> _Work to complete_
Start to finish, copy the data exactly.
======== Dataset excerpts
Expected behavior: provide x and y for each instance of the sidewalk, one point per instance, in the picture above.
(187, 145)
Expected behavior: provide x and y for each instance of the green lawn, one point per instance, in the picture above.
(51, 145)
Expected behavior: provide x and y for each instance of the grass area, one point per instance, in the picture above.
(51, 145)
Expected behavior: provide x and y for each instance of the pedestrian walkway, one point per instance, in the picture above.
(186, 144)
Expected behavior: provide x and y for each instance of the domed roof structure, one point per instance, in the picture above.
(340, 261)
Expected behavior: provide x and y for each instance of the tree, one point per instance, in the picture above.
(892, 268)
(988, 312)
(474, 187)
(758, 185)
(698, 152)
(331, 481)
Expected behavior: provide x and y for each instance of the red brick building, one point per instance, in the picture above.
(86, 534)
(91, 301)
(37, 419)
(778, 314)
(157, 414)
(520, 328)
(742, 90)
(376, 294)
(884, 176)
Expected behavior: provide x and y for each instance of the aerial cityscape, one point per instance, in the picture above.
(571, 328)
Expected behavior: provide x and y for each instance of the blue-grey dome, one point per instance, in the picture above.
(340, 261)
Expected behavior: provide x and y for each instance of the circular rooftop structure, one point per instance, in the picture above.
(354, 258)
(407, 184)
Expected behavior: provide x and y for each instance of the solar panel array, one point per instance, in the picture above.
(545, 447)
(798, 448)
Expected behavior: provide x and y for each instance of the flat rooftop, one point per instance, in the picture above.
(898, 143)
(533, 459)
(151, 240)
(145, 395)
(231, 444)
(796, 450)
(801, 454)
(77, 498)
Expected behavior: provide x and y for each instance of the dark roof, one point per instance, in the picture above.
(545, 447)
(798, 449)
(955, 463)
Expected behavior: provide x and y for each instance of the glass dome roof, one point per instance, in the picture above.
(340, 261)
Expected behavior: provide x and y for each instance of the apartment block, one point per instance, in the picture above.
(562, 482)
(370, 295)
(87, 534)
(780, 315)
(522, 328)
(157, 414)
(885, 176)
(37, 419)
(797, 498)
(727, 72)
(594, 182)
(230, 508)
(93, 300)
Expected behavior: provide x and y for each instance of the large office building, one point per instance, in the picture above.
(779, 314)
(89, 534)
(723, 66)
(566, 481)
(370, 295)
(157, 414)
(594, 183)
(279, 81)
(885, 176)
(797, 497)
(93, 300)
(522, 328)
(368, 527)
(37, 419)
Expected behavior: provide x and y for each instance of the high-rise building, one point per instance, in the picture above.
================
> _Your response_
Expected behavior: provide x and y for each instance of the sidewalk, one point per instance, in the picture above.
(187, 145)
Expected behavior: provide x and y for each instance of the green lawn, one point per instance, in the picture above.
(51, 145)
Expected behavior: provide x and y for each instance of the grass area, one point per instance, in the picture above.
(51, 145)
Expected behavior: provide x and y for each instance of the pedestrian walkway, one point per instance, in the picture above.
(186, 144)
Expected behavior: provide x and y for each instance of the domed roof structure, one point per instance, in the picture above.
(340, 261)
Expected behavior: provide x and y for each instance of the tree, one point per instance, in the picture above.
(892, 268)
(988, 312)
(474, 187)
(758, 185)
(698, 152)
(331, 481)
Expected behavior: provide x and y for each instance of the red brick building, one point per instance, in the picture above.
(86, 534)
(91, 301)
(37, 419)
(778, 314)
(157, 414)
(520, 328)
(742, 90)
(376, 294)
(884, 176)
Expected behavior: provide x and y for each instance of the aerial cityscape, one point per instance, in the picture above.
(571, 328)
Expected behavior: provide x and y for each instance of the blue-grey dome, one point per instance, in the picture above.
(340, 261)
Expected behavior: provide x and y for each instance of the circular rooftop structure, one point per instance, in the picture above.
(354, 258)
(407, 184)
Expected behavior: provide x and y for each instance of the solar panel array, one point per instance, in the picture above.
(545, 447)
(798, 448)
Expected behavior: provide x and y for each instance of the flat rooftop, one point per instance, in the picture above.
(898, 143)
(533, 459)
(151, 240)
(145, 395)
(231, 444)
(796, 450)
(801, 454)
(77, 498)
Expected behavior: provide x and y for each instance of the dark roof, one point per instance, in the picture above.
(545, 447)
(798, 449)
(955, 463)
Expected behavior: provide x and y for each instance of the glass dome roof, one point per instance, in the picture above.
(340, 261)
Expected behavior: provide x and y for each instance of the apartment block, one point per instance, in the picture above.
(562, 482)
(370, 295)
(87, 534)
(780, 315)
(522, 328)
(157, 414)
(885, 176)
(37, 419)
(797, 498)
(727, 72)
(594, 182)
(230, 508)
(93, 300)
Expected behavior: provide x and y for each instance of the large office building, one point per instance, in the picture above.
(779, 314)
(89, 534)
(723, 66)
(566, 481)
(370, 295)
(157, 414)
(594, 183)
(279, 81)
(885, 176)
(797, 497)
(93, 300)
(522, 328)
(368, 527)
(37, 419)
Expected behavior: provide x and y for each instance of the high-rise building, one point per instance, in the picture above.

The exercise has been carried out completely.